Point annotation dataset records:
* BEGIN *

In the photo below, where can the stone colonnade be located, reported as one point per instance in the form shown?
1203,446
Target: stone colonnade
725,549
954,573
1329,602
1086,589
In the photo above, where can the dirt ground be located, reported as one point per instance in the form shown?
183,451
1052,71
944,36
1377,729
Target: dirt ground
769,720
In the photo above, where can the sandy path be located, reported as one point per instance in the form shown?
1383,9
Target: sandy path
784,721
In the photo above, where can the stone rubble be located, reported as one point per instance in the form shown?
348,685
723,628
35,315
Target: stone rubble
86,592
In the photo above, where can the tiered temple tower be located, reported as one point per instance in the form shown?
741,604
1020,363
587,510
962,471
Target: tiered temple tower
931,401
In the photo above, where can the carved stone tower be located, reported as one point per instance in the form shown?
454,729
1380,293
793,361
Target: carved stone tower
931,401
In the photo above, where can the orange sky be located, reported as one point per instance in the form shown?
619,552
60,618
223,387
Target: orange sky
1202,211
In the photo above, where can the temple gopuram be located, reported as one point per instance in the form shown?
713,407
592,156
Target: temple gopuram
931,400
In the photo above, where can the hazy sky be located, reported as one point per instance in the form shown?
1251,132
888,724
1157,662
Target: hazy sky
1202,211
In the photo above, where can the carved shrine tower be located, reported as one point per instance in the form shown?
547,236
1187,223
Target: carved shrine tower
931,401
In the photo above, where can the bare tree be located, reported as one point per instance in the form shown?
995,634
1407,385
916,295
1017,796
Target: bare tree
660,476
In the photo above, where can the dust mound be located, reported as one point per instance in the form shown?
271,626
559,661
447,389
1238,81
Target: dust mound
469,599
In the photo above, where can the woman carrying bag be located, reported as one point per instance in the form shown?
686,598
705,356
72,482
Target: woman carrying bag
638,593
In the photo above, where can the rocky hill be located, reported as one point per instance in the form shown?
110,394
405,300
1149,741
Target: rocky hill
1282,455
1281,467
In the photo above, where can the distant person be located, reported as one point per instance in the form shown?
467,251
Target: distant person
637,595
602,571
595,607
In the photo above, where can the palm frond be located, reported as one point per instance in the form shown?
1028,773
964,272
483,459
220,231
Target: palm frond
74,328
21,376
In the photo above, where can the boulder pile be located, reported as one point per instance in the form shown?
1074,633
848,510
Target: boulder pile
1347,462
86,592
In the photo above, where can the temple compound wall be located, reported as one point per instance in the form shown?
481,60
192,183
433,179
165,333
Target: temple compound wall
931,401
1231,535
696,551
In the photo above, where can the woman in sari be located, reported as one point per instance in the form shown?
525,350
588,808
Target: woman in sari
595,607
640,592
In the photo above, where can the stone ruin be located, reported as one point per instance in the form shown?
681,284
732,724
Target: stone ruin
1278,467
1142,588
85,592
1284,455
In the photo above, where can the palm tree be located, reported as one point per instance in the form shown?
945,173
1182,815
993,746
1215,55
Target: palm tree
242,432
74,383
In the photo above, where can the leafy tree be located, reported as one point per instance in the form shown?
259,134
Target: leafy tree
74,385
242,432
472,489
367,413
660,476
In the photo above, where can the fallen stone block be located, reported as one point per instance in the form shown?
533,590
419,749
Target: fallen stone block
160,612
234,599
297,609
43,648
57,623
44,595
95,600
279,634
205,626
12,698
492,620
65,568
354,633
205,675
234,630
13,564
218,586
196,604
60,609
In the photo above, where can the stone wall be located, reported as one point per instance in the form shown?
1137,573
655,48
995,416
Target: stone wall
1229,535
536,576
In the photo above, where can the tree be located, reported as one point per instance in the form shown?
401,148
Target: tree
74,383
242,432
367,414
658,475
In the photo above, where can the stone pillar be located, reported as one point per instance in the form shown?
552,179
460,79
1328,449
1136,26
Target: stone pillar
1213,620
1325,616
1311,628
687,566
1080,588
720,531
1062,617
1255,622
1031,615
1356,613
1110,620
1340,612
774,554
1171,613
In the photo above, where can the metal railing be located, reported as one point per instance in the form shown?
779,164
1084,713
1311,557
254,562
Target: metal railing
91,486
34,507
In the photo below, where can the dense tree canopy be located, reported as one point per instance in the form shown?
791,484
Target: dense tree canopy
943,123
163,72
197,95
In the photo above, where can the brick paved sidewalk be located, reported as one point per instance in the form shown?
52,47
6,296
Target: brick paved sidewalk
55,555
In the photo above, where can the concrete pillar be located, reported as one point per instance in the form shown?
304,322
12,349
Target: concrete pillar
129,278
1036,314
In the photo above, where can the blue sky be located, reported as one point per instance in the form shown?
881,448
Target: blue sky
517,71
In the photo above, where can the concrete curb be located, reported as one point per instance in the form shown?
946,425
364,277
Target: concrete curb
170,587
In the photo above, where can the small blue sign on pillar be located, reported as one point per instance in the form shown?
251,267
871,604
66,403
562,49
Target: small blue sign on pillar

* END *

From the line containing "In the photo above, where can the leafy" down to the last line, reproduce the records exactly. Include both ends.

■ **Solution for this exercise**
In the photo above, where can the leafy tree be located, reported as one point per instance in the form shown?
259,134
Target: leafy tree
74,385
242,432
472,489
367,413
660,476
In the photo above, where can the fallen stone block be located, reported as one point per instance in the form shown?
533,590
419,749
Target: fallen stone block
160,612
234,599
297,609
43,648
57,623
44,595
95,600
279,634
205,626
12,698
492,620
65,568
354,633
205,675
234,630
13,564
218,586
196,604
60,609
In the photo above, where can the stone wall be located, reported as one point per instance in the form shown?
1137,573
655,48
995,416
Target: stone wall
1229,535
536,576
In the photo above, where can the tree be located, reported as one point per instance in the form shown?
401,148
Target: tree
74,383
242,432
367,414
658,475
In the photo above, where can the stone pillar be located, reported as one point per instance in the form shown?
552,179
460,79
1328,449
1136,26
Target: stone pillar
1213,620
1325,616
1311,628
687,566
1080,588
720,531
1062,617
1255,622
1031,615
1356,613
1110,620
1340,612
774,554
1171,613
In the photo above, where can the metal railing be located, reported as one point per instance in the form shown?
779,164
1084,713
1311,557
254,562
Target: metal railing
91,486
34,507
In the photo below, where can the dense tree canopy be located, reported as one point per instance in the form shown?
791,484
Target: dense tree canopy
943,123
163,72
197,95
In the photo above, where can the brick paved sidewalk be located, reported as one point per instance in the form shown?
52,47
6,296
Target: brick paved sidewalk
55,555
In the photo above, where can the concrete pillar be located, reported as one point per instance in the form shown?
304,322
12,349
Target: concrete pillar
129,278
1036,314
In the photo above, where can the blue sky be located, reported as one point per instance in the form shown?
881,448
Target: blue sky
517,71
In the photo above, where can the concrete curb be located, reported as one point per instance in the form shown?
946,425
364,277
Target: concrete curb
170,587
In the photo above, where can the small blue sign on pillar be located, reported as one point per instance in the form shown?
251,267
871,604
66,403
562,49
Target: small blue sign on pillar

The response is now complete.